### WHAT YOU ARE ASKED TO DO
Every line of the material below should be repeated exactly.

### GIVEN ENTRIES

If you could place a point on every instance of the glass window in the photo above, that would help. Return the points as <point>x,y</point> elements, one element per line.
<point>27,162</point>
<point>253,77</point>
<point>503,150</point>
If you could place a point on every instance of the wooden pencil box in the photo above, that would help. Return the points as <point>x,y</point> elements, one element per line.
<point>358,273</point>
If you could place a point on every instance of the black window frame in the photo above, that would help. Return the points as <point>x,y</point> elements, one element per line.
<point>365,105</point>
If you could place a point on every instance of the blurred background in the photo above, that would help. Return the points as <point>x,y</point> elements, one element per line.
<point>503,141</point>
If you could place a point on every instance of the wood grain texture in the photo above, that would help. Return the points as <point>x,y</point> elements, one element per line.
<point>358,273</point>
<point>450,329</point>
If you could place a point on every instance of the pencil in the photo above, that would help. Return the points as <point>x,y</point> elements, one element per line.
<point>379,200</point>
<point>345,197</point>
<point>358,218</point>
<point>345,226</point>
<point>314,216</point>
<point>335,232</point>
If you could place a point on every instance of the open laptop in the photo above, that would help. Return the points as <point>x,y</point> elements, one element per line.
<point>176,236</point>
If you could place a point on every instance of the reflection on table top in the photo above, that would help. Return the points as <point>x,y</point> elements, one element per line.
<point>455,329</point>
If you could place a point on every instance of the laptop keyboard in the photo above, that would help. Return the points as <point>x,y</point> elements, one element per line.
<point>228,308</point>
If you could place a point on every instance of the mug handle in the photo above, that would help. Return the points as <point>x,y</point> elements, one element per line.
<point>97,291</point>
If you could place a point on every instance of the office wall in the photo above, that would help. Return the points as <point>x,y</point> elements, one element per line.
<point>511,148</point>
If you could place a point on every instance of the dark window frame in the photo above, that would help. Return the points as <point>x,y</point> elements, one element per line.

### WORKED ANSWER
If you could place a point on every instance of the glass window in the photo above, that would help. Return the points as <point>x,y</point> elements, one element per line.
<point>27,162</point>
<point>253,77</point>
<point>503,150</point>
If you could place a point on every instance of the wooden pencil box in the photo above, that would help. Return the points as <point>x,y</point> elements, one element per line.
<point>358,273</point>
If you could place a point on every instance of the black window frame in the photo above, that would help. Return the points as <point>x,y</point> elements, one element per line.
<point>365,105</point>
If you could place a point on every instance of the blurred background in the photo above, that would help. Return the points as <point>x,y</point> elements, one element per line.
<point>503,141</point>
If you could place a point on every instance of the wood grain texture in the photo above, that would help. Return the points as <point>x,y</point> elements, one element per line.
<point>358,273</point>
<point>450,329</point>
If you could place a point on every instance of the pencil in the photo above, that would help. Return the points as <point>x,y</point> elements, one element per line.
<point>379,200</point>
<point>345,197</point>
<point>358,218</point>
<point>345,226</point>
<point>314,216</point>
<point>335,232</point>
If you could place a point on every instance of the open laptop in the photo above, that would help. Return the points as <point>x,y</point> elements, one element per line.
<point>176,236</point>
If you could place a point on every instance of the reflection on table top in the photo above, that would help. Return the points as <point>x,y</point> elements, one element per line.
<point>455,329</point>
If you could place a point on every instance of the laptop keyboard in the photo above, that would help. Return the points as <point>x,y</point> elements, one element per line.
<point>228,308</point>
If you could place a point on every instance of the mug handle in the photo above, that would help. Return the points as <point>x,y</point> elements, one element per line.
<point>97,291</point>
If you could place a point on every instance of the office wall in the photo above, that would help. Return the points as <point>x,y</point> elements, one element per line.
<point>511,148</point>
If you could place a point on every instance of the dark window frame in the photo above, that would help. Return the points as <point>x,y</point> elements, one element per line.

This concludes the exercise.